Exercise goal — Copy out the records word for word, from the line holding "Put one marker on each instance of the blue sky" through the end of the records, both ends included.

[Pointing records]
- - -
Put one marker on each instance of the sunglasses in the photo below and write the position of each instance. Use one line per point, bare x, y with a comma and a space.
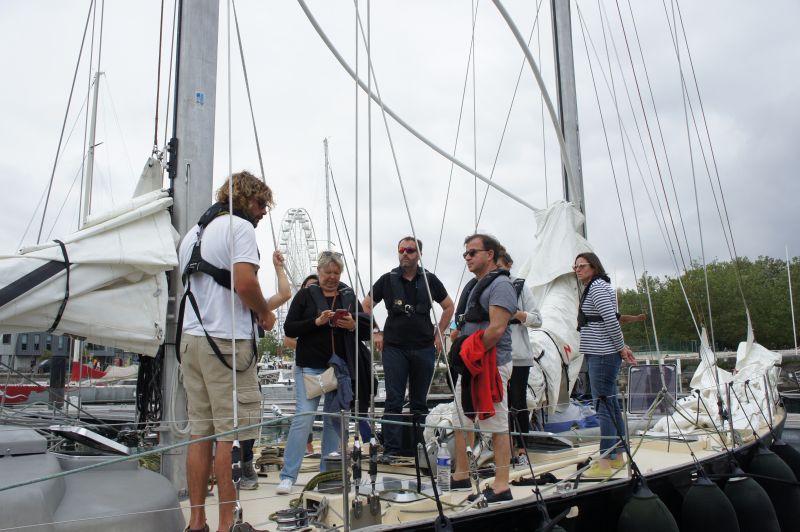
471, 252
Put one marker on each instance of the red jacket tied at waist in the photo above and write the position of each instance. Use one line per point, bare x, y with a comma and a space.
486, 386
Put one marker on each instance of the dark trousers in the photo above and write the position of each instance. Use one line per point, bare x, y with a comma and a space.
401, 367
519, 417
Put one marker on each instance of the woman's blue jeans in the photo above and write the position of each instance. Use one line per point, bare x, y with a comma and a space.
603, 373
302, 425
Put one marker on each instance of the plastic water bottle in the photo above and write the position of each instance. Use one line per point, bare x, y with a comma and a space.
443, 468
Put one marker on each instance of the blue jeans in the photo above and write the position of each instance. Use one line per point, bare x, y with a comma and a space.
401, 367
603, 372
303, 424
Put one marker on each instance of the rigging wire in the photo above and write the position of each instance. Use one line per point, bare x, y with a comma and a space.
388, 111
158, 75
650, 135
64, 123
253, 120
649, 86
455, 147
731, 244
610, 159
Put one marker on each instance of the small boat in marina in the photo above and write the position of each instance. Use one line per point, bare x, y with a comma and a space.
667, 453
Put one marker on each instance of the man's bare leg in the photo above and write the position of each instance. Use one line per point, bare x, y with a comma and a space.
198, 467
227, 491
502, 460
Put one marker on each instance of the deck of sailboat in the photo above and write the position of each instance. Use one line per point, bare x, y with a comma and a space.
654, 457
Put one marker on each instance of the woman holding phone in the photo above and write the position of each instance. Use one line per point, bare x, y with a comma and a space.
322, 319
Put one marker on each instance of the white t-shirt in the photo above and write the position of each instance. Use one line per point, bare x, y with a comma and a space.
214, 300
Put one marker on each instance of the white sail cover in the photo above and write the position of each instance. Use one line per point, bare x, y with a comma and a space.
753, 387
114, 290
548, 272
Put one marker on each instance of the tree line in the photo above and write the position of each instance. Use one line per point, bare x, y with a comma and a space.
764, 284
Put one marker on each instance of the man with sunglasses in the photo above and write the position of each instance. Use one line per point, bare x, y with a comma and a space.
409, 342
490, 304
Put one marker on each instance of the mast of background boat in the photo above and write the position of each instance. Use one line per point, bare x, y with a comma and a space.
791, 299
567, 103
190, 168
328, 240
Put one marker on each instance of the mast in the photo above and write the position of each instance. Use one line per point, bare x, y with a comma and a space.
328, 242
190, 170
87, 184
567, 101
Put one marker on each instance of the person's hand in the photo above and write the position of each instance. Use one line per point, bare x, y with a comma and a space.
437, 341
325, 317
627, 355
267, 321
377, 338
346, 322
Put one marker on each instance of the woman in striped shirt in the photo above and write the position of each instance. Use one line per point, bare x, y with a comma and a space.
604, 348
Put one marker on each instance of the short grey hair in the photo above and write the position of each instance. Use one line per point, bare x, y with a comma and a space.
326, 258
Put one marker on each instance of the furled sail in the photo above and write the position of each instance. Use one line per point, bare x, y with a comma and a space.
105, 283
549, 274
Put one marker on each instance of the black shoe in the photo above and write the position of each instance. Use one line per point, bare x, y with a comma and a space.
463, 484
387, 459
490, 496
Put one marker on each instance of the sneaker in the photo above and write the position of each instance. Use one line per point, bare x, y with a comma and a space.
463, 484
618, 462
490, 496
284, 486
598, 471
249, 479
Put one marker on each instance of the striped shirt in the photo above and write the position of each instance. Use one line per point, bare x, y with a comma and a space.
601, 337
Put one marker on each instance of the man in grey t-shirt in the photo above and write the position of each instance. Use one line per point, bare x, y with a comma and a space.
499, 301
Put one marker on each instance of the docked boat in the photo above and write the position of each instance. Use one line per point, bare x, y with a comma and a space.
82, 480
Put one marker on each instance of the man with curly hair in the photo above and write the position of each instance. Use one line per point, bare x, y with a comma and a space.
211, 326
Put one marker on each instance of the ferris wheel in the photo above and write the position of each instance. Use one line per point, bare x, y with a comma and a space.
299, 246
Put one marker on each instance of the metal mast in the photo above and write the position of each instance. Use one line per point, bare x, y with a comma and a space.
567, 101
190, 169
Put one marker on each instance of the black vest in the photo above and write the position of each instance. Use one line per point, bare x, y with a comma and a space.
399, 306
469, 308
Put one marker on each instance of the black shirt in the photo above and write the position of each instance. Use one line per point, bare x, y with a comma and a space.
413, 331
313, 342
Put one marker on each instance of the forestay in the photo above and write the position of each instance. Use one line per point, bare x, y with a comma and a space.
117, 290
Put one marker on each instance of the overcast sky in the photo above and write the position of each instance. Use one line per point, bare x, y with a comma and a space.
745, 55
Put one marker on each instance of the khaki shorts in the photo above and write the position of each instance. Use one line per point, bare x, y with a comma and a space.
496, 423
209, 387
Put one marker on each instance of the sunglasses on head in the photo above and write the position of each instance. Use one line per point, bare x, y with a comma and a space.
471, 252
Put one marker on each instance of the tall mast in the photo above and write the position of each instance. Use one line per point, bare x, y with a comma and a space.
190, 169
567, 101
329, 242
86, 206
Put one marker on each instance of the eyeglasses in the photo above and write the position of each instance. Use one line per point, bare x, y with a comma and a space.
472, 252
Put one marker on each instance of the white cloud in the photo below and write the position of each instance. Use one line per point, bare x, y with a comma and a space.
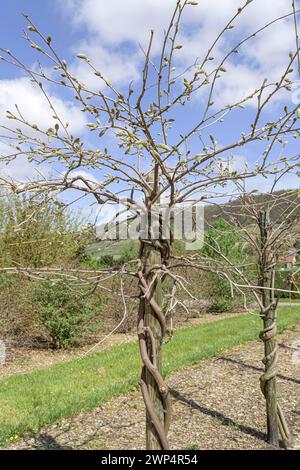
20, 169
34, 107
118, 26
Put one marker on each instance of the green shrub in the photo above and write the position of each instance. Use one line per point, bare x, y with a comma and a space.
61, 313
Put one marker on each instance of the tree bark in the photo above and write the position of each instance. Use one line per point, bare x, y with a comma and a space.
151, 333
268, 380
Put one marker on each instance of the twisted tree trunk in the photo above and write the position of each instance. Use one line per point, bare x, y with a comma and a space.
151, 330
276, 423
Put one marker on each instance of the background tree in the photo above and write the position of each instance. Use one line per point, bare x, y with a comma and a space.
269, 227
151, 159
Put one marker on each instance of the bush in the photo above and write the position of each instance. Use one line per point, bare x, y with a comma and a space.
61, 313
38, 232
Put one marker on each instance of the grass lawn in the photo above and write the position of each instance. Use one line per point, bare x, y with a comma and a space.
31, 401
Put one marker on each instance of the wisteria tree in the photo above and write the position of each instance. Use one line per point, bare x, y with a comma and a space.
269, 225
153, 143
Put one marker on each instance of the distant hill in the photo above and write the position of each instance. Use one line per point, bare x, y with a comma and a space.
280, 201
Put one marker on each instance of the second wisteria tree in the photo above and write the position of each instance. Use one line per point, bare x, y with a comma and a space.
153, 143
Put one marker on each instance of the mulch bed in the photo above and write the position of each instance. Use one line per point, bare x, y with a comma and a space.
217, 405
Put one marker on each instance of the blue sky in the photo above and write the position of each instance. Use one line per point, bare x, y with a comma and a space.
110, 34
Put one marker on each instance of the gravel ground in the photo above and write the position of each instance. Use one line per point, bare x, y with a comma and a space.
217, 405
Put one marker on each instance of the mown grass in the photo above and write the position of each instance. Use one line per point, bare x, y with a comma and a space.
31, 401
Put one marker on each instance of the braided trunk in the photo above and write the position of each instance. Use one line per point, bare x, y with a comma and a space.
- - -
Output of the task —
Put one marker on each instance of the blue sky in the photo above and write the position of each instance. Use one line per point, bare x, y with a comma and a space.
110, 34
Put one marker on each instance of the gravel ground in the photo above and write the position of each instance. Use one line per point, bare x, y with a comma and a space.
217, 405
Put one marker on each instance of the mown grass in the photo above and write the position of each instance. Use one line per point, bare x, y with a comma and a space.
31, 401
Put one marker on each instance of the braided trunk in the photo above and write the position of each instance. Use one line per point, bare x, y with a comma and a space.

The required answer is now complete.